──────── Information shown ────────

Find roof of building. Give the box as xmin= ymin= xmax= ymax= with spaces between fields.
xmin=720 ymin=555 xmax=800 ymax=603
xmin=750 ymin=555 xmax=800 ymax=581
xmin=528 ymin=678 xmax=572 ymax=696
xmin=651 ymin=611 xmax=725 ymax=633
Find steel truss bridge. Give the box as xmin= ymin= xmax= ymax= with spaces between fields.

────────

Goal ->
Convert all of the items above into a numbered list, leaving out any blank lines.

Answer to the problem ->
1. Find roof of building. Give the box as xmin= ymin= xmax= ymax= with spaces between fields.
2. xmin=720 ymin=555 xmax=800 ymax=603
3. xmin=750 ymin=555 xmax=800 ymax=581
4. xmin=528 ymin=678 xmax=572 ymax=696
5. xmin=651 ymin=611 xmax=725 ymax=633
6. Find steel truss bridge. Give the box as xmin= ymin= xmax= ymax= with spaces between fields.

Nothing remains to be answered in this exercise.